Copy every line of the records below without the pictures, shifting each point coordinate in the answers by -56.

:: RECORDS SHOWN ::

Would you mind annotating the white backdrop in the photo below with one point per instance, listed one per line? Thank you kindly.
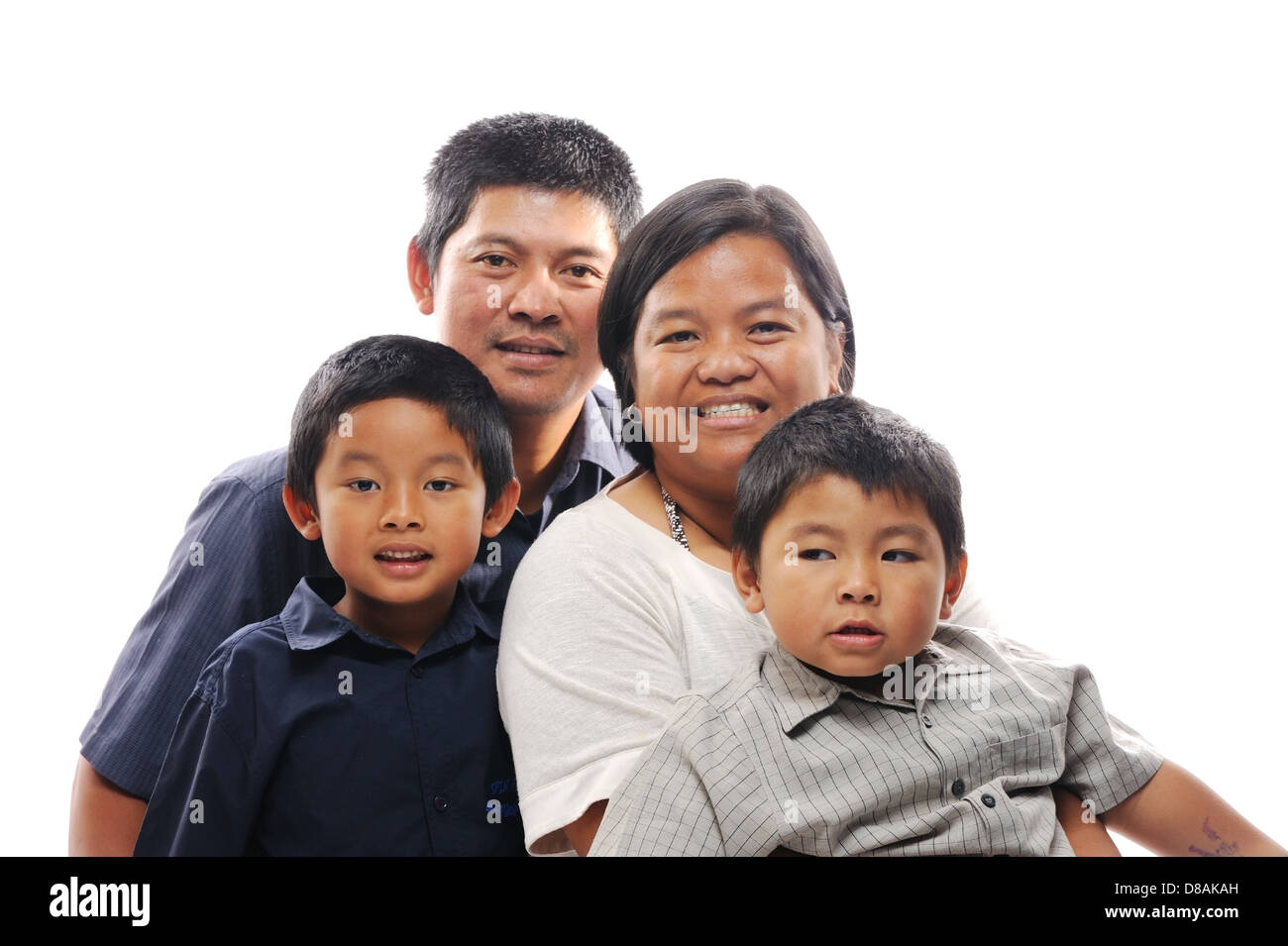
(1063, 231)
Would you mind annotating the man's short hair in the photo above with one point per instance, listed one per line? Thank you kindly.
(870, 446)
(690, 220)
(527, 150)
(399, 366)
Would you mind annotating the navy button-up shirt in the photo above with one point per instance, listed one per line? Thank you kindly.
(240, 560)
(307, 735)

:::

## TASK ANSWER
Would you mind annotating the white backdrop in the photo below with one point per instance, listed one per line? Thank you kindly.
(1007, 175)
Would you mind annotating the man's short hair in the photo above with one point per instance, listed one per line? Thank you kindly.
(814, 390)
(634, 164)
(471, 94)
(343, 310)
Would you mind annotating the navy button-up shirt in the photo above with one point per instance, listed one per line? Thank you kindly.
(184, 504)
(251, 679)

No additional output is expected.